▸ **Problems and tasks**:
[a] Please say whether each statement below agrees with the cinema X-Curve forum posts that follow. Answer yes or no and quote the deciding words.
(i) Within ten years, at least one technician set the second set of equalizers the same way twice.
(ii) Post #32 says continuous pink noise is still the most common test signal.
(iii) Post #32 says newer analyzer software and hardware can analyze up to 8 microphones at the same time.
[b] Carry on the cinema X-Curve forum posts from their last sentence, keeping the same voice.

▸ **Extract to read**:
▬▬▬▬▬▬

SMPTE monitor calibration and frequency response alignment belongs in a movie theater B-chain environment - not in the home.
 
#29 ·
This is nothing new:

Read Chapter 3:

http://www.hps4000.com/pages/special/missing.pdf

a quote:

"The situation became so bad the theatre purchased a second set of equalization modules
for everyone else to use. The equalizers I set, the so-called house cards, are sealed and
should be left alone. For ten years now, technicians have had their own equalizer modules
with which they may do what they will. As soon as they leave, it is understood that the
house cards will be reinstalled. If ever proof is required that the measurements these well
meaning technicians are making are inaccurate and unrepeatable, consider this: In ten
years, no technician has ever set the second set of equalizers the same way twice. For ten
years, no technician has been able to achieve a sound quality as good as, let alone better
than, that which is available by simply using the house cards as is."

Most of his papers have a decided slant to his products, but I found a lot of good information in there. Another good paper is "The mythical X-Curve" also found on his site.

JSS
 
#32 ·
There is certainly a lot of mis information and just plain bad guessing when it comes to the X-Curve for cinema.

Virtually every room used to dub films are very carefully setup to be very close to the true SMPTE X-Curve.

The process used to achieve it does vary, but in most cases, the systems for the screen channels are Bi, Tri, or even Quad amped with sophisticated speaker management systems to correct the individual drivers first, and time align them to get the best possible response with the least amount of Eq to achieve the result. Using continuous pink noise as the test signal is still the most common practice. Many other systems have been tried and there is some merit to transfer function and sweep setups, but the jury is still out on if the results are as consistent. The response measurement for pink noise is done with a spectrum analyzer and multiple microphones. Most systems still time multiplexed the mic's into the analyzer and a long average is used. 4 or more mic's does a very good job of cancelling out peaks and dips caused by room reflections. The system will fall apart if the room reverb is unusual or excessive. There is no easy electronic fix for bad acoustics. Thankfully, most dubbing rooms have very good to excellent acoustics and this measurement system works very well with consistent results. Newer analyzer software and hardware is allowing up to 8 mic's to be analyzed simultaneously and averaged in real time. Not only does this give a much faster true average reading, the results seem to be more accurate because the time of the readings are in sync.

▬▬▬▬▬▬

▸ **Information shown**:
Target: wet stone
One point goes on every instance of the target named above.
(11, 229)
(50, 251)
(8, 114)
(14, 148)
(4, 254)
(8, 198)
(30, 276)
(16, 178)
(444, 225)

▬▬▬▬▬▬

▸ **Expected results**:
[a]
(i) No: "In ten years, no technician has ever set the second set of equalizers the same way twice."
(ii) Yes: "Using continuous pink noise as the test signal is still the most common practice."
(iii) Yes: "Newer analyzer software and hardware is allowing up to 8 mic's to be analyzed simultaneously and averaged in real time."

[b]
On a dub stage, the tuning setup is a little different than for a large theatre. First off, there is actually a series of X-Curves that vary the high end roll off based on the room volume to reduce the effect on the perceived sound when the mix is later brought into the larger room. Also, in a large theatre, the mic's are spread over a fairly large area to try and average as much of the prime listening area as possible. Before any Eq is applied, all of the mic's are checked to be sure the response is consistent and that no one mic is in an especially poor seat. Checking the mic's in the off axis areas can also show if speakers need to be aimed better. It is very common to use the fall off of the speakers dispersion pattern to help even out the room coverage from the near and far seats. The closer you get to the speaker, the further you go off axis. This can greatly reduce the level difference from the front to back in a large theatre. On a bud stage, the speakers are pretty well aimed directly at the mix console position. The analyzer mic's are usually placed across the console operator positions. The sound out of that area is not as important as what the director and mixer are hearing. The SMPTE spec calls for +/- 3 db from the X-Curve, but we usually achieve much better. In a well equipped and acoustically correct large room, the average is usually even better than +/- 2 db and some can get under +/- 1 db without excessive Eq. On a dub stage, the average of the 4-6 mic's across the console will first be dialed into better than +/- 2 db, usually 1 db, but then we also look at each mic independantly to make sure no one person at the mix console has an error of more than 2 db anywhere. Having the average stray off perfect is better than the director having a 4 db dip in the dialog range.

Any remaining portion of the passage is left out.